• Task brief
Answer these from the reading text about ways to relax:
(a) Which essential oils does it suggest adding to the bath?
(b) How many minutes does it give to listening to an uplifting podcast?
(c) What does it call cortisol?

• Reading text
..............................
20 minutes: A bubble bath
Is there anything more luxurious than a relaxing soak in the bath?
Add a few drops of calming essential oils like lavender or clary sage for optimum relaxation and allow the warm water to soothe tired muscles and joints.
Carving out 20 minutes either at the start or end of the day to take time just for yourself, away from the distraction of tech, chores, or troubles, to allow yourself to physically and mentally unwind is the perfect antidote to the fast pace of modern life.
25 minutes: Listen to an uplifting podcast
Listening to an uplifting podcast during your morning commute or walk is the ideal opportunity to boost your mood and ensure you start your day with a positive outlook.
When we think positively or feel joy, cortisol (the primary stress hormone) – decreases and the brain creates serotonin (one of our key mood stabilising hormones). Together, these hormonal changes promote feelings of calm and happiness. When our serotonin levels are ‘normal’, we feel happy, calm, less anxious, more able to focus, and emotionally stable. Further to this, positive thinking can also lead to enhanced creativity as well as boosting problem-solving skills and overall mental productivity.
..............................
• Dataset excerpts

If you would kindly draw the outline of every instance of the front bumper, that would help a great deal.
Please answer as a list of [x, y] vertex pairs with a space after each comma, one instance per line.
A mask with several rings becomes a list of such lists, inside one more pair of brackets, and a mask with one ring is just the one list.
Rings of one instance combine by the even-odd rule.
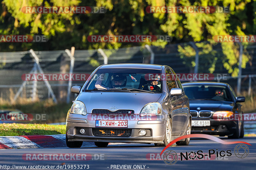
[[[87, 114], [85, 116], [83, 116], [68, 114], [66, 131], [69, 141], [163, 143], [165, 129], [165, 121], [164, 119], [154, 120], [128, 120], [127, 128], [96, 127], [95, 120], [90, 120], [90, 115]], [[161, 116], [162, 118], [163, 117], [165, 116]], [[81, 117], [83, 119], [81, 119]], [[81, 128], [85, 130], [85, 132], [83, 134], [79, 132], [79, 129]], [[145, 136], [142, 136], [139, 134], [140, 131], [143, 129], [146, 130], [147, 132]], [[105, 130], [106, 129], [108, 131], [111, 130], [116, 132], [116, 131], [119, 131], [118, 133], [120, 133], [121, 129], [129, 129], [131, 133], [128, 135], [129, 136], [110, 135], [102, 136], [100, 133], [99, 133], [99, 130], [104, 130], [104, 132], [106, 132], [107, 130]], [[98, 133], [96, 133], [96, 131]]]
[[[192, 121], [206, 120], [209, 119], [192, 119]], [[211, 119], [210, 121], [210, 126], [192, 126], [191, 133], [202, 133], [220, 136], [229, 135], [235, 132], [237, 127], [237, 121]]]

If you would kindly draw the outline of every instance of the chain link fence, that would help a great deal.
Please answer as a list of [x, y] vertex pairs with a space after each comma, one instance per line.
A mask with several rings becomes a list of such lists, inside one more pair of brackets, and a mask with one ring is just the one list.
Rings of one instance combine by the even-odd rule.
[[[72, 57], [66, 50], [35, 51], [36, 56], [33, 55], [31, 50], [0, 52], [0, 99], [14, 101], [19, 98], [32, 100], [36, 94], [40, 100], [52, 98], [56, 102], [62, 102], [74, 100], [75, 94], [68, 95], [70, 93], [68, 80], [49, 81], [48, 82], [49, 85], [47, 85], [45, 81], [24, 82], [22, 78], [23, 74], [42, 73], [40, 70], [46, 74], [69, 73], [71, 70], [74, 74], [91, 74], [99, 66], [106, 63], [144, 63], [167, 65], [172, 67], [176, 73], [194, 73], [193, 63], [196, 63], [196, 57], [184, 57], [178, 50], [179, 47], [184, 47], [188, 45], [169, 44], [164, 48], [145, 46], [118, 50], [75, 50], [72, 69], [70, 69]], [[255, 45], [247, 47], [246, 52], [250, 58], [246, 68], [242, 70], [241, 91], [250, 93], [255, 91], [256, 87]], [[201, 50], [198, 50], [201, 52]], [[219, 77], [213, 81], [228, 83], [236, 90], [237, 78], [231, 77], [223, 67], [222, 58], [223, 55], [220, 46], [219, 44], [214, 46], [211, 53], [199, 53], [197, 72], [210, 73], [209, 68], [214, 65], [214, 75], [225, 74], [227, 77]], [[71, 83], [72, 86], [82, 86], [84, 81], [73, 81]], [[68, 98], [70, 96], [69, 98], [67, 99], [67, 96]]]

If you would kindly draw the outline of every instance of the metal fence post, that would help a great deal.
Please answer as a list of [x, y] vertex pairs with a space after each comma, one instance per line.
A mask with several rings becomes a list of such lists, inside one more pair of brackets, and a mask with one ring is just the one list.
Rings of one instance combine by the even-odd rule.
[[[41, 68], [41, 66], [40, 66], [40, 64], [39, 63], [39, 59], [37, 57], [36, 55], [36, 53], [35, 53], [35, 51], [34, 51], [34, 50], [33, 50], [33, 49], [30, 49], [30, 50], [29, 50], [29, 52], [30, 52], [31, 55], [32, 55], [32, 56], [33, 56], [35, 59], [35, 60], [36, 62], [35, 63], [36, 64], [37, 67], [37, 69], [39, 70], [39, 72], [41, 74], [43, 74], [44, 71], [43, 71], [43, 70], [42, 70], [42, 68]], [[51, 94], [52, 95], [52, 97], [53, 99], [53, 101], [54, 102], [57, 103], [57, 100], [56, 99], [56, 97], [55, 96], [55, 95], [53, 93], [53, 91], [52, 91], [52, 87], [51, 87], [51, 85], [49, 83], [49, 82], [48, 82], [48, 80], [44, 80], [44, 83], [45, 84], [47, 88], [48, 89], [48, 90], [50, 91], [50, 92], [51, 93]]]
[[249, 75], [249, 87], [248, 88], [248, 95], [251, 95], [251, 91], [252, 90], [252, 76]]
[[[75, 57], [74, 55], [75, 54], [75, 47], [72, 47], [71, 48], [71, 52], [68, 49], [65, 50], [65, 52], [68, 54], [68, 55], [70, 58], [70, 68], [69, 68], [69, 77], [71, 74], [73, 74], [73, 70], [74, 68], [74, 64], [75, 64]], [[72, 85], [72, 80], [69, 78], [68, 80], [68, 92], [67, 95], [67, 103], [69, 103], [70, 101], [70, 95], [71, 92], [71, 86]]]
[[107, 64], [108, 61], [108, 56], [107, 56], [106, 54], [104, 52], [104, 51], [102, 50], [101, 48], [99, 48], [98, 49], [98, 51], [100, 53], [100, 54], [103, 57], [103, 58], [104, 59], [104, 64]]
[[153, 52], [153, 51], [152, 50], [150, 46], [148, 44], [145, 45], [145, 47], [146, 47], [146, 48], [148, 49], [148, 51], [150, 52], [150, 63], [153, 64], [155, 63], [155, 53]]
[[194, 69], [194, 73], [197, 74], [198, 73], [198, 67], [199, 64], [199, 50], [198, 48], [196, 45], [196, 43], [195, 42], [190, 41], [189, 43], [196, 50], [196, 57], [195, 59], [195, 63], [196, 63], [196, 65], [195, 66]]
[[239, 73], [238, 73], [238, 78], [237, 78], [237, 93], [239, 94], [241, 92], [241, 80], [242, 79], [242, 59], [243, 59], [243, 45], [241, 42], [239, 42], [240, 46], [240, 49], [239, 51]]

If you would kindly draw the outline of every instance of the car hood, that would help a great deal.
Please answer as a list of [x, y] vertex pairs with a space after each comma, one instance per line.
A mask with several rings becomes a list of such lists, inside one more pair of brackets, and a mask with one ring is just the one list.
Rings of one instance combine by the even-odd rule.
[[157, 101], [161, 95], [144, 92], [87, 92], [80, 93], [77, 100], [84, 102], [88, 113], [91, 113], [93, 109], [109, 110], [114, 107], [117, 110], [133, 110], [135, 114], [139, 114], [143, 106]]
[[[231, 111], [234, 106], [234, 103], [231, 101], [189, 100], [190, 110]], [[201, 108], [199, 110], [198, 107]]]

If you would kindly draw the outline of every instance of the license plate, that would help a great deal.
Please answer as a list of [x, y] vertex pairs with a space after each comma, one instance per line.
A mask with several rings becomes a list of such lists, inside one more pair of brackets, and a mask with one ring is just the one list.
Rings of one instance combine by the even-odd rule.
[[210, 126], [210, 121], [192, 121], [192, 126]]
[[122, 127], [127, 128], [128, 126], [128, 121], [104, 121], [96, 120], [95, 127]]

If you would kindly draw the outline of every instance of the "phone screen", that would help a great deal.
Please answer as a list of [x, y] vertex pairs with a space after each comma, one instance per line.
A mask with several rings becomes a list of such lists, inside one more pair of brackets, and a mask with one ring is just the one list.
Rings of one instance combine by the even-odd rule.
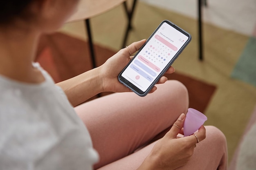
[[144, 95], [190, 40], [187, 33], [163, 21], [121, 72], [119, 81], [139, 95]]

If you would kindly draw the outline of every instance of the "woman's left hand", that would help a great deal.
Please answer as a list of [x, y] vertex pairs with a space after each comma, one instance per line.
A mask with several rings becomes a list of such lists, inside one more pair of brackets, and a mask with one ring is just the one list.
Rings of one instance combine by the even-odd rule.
..............................
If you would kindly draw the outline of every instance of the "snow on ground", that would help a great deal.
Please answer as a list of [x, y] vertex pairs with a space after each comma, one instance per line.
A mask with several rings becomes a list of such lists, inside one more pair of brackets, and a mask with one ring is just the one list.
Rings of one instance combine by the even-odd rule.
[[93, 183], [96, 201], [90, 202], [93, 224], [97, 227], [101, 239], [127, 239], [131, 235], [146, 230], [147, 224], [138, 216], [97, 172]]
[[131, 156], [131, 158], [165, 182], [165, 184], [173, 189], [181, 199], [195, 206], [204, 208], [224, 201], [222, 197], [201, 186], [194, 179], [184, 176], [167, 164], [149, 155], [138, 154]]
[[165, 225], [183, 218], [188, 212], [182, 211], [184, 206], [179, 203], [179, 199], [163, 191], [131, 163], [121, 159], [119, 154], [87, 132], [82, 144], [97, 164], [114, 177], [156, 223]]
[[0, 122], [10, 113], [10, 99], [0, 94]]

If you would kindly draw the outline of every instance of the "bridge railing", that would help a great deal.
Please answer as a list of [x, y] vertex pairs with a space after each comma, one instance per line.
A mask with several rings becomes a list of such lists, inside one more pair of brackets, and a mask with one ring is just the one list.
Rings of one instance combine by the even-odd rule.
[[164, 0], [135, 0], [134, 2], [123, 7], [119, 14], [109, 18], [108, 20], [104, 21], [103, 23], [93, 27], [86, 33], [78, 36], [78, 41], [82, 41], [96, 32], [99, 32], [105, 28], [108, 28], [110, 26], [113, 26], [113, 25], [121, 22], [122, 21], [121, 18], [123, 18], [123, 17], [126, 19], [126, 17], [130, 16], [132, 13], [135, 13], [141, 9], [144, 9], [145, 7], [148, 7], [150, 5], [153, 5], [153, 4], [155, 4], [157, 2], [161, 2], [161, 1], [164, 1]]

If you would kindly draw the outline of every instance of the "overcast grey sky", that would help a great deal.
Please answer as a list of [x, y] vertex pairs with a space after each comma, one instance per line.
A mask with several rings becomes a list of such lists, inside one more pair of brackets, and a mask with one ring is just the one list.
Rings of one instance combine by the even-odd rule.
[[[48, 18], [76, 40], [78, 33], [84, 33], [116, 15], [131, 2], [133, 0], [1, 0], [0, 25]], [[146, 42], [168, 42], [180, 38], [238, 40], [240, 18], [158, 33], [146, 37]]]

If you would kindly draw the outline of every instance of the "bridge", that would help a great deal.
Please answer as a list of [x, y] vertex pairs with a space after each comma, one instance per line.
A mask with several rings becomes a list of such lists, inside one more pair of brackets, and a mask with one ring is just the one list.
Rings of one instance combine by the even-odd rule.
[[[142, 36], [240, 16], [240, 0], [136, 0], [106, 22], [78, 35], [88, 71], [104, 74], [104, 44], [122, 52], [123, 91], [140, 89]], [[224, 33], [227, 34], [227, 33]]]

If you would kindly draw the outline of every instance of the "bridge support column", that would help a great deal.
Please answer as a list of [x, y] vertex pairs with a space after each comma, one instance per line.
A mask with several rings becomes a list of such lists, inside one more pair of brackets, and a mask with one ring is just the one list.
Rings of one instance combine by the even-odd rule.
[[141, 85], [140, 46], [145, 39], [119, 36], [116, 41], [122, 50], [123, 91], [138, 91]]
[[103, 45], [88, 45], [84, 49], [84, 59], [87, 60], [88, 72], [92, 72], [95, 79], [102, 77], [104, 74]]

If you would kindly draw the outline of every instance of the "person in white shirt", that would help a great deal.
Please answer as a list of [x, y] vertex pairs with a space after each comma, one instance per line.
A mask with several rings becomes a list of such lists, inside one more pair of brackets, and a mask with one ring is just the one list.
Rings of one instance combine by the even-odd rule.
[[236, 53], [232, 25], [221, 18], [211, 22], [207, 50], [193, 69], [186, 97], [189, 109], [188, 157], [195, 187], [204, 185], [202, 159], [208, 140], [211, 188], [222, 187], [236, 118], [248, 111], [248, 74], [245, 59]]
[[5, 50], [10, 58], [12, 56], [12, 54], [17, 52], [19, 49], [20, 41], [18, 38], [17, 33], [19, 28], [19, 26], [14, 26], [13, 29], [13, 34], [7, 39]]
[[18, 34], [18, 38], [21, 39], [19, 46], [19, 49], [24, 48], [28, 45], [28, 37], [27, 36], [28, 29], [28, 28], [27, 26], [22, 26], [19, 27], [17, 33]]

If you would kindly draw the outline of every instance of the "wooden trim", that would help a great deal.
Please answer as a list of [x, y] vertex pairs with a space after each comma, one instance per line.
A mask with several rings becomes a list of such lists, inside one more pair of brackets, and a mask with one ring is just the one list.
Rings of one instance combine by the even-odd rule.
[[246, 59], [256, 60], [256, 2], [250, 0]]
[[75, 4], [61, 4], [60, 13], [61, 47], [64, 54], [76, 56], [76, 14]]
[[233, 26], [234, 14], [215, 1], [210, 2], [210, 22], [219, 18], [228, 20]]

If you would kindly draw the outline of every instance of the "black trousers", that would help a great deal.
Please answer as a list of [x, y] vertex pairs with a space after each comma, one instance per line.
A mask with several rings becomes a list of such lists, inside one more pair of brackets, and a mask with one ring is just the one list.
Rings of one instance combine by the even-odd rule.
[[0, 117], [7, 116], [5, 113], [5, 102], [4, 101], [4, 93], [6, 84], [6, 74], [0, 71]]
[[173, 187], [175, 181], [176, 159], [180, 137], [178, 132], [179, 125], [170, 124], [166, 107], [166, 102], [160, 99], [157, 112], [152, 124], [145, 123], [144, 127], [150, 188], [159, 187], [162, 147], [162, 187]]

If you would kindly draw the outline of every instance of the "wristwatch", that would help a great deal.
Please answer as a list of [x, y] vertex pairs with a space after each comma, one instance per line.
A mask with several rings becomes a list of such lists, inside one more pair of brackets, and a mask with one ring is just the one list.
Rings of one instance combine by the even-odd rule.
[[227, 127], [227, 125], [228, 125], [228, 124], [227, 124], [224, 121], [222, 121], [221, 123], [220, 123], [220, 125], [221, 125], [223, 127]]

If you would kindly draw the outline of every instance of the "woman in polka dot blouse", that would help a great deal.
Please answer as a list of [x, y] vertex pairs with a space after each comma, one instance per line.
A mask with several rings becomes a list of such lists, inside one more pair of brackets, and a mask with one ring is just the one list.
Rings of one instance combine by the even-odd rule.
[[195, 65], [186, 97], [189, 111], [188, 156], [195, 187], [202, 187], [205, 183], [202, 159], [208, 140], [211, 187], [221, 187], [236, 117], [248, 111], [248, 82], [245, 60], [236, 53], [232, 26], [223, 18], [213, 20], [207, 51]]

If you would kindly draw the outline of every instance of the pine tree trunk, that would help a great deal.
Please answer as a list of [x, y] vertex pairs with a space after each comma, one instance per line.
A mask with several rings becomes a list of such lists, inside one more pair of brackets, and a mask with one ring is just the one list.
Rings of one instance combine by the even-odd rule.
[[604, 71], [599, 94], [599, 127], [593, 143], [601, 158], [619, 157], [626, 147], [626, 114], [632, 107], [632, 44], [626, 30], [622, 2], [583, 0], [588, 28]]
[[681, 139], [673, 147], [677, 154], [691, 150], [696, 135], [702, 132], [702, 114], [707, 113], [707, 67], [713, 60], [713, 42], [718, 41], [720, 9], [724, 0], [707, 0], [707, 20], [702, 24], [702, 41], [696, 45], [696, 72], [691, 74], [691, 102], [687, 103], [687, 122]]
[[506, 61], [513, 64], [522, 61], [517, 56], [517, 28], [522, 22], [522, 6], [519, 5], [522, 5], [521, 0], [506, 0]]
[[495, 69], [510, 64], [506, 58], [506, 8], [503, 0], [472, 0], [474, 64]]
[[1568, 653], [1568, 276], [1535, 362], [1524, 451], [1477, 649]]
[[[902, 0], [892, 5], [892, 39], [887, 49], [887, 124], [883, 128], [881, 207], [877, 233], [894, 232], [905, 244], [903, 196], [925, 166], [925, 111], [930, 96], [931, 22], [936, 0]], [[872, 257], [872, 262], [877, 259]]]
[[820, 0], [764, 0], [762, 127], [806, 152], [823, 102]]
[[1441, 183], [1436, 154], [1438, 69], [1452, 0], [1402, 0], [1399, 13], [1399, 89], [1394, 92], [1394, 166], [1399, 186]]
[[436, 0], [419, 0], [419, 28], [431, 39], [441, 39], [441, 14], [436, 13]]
..............................
• Response below
(a) Lavender or clary sage
(b) 25 minutes
(c) The primary stress hormone